Text under study =>
************
Hi everyone! I’m using gpt4o model for the task of video understanding. From video I take a frame per second and send it to the model. Here is my simplified code:
import cv2
import base64
def process_videos(video_paths, seconds_per_frame=1):
all_base64Frames = []
for video_path in video_paths:
base64Frames = []
video = cv2.VideoCapture(video_path)
total_frames = int(video.get(cv2.CAP_PROP_FRAME_COUNT))
fps = video.get(cv2.CAP_PROP_FPS)
frames_to_skip = int(fps * seconds_per_frame)
curr_frame = 0
while curr_frame < total_frames - 1:
video.set(cv2.CAP_PROP_POS_FRAMES, curr_frame)
success, frame = video.read()
if not success:
break
_, buffer = cv2.imencode(".jpg", frame)
base64Frames.append(base64.b64encode(buffer).decode("utf-8"))
curr_frame += frames_to_skip
video.release()
all_base64Frames.extend(base64Frames)
************
Records provided =>
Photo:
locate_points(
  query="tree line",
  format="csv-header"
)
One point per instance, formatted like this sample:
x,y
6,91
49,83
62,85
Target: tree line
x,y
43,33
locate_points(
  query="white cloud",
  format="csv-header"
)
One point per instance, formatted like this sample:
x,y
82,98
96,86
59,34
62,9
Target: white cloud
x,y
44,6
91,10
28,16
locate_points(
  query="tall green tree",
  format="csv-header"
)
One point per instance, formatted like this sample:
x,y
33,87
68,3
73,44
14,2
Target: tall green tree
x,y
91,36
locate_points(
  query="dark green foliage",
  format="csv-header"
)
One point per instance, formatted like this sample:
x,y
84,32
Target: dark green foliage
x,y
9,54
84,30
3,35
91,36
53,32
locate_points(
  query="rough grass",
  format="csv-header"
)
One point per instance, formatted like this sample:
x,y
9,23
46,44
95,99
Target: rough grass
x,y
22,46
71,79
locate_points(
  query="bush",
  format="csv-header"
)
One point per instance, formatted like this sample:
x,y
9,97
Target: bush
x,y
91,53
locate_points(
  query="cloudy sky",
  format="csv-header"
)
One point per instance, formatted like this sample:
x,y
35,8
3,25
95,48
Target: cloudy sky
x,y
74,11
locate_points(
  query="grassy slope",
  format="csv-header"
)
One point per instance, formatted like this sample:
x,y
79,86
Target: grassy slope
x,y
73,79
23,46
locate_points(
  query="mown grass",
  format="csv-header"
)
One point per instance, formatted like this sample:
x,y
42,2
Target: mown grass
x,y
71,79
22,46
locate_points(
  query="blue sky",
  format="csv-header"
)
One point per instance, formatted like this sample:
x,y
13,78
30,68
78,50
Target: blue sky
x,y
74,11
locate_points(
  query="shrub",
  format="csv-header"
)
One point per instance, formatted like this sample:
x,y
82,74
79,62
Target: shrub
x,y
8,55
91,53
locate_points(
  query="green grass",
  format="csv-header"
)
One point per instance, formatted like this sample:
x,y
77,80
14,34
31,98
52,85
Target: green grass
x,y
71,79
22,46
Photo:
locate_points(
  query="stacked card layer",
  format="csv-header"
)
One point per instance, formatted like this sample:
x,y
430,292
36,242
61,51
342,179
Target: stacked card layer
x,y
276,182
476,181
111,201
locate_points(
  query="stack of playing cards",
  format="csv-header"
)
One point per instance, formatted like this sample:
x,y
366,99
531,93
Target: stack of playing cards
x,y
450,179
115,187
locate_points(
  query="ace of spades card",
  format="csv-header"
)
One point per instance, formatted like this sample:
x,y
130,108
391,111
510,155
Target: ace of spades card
************
Questions on the material =>
1. Answer these from the post about sending video frames to gpt4o:
(a) Which model does the writer use for video understanding?
(b) How many frames does the writer take from the video each second?
(c) In what image format does the code encode each frame before turning it into base64?
2. Write the next part of the post about sending video frames to gpt4o, picking up right after its last line.

Answers by task =>
1.
(a) The gpt4o model.
(b) One frame per second.
(c) JPG (".jpg").

2.
return all_base64Frames
def get_markdown_content(client, base64Frames, question, model, prompt):
messages = [
{
"role": "system",
"content": prompt,
},
{
"role": "user",
"content": [
{"type": "text", "text": "These are frames from multiple videos. Each frame has a timestamp in the top right corner."},
*[
{
"type": "image_url",
"image_url": {
"url": f"data:image/jpg;base64,{x}",
"detail": "low",
},
}
for x in base64Frames
],
f"Analyze the scenes in all videos and answer the question: {question}. ",
],
},
]
response = client.chat.completions.create(
model=model,
messages=messages,
temperature=0,
)
markdown_content = response.choices[0].message.content
prompt_tokens = response.usage.prompt_tokens
return markdown_content, prompt_tokens
if __name__ == "__main__":
from openai import OpenAI
video_path = ["/Users/anvarganiev/Downloads/test_video_1.mp4"]
question = "describe the video"
prompt = "You are generating a video summary. The video frames contain a timestamp in the top right corner. Please extract this timestamp from the frames and include it in your description. Use the timestamp to structure your answer to the given question. Respond in Markdown format."
tokens = dict(
OPENAI_TOKEN="***",
OPENAI_ORG="org-***",
OPENAI_PROJECT="***",
OPENAI_MODEL="gpt-4o"
)
client = OpenAI(
api_key=tokens["OPENAI_TOKEN"],
organization=tokens["OPENAI_ORG"],
project=tokens["OPENAI_PROJECT"],
)
base64Frames = process_videos(video_path)
markdown_content, prompt_tokens = get_markdown_content(
client, base64Frames, question, tokens['OPENAI_MODEL'], prompt
)
print("Markdown Content:")
print(markdown_content)
print(f"Prompt Tokens Used: {prompt_tokens}")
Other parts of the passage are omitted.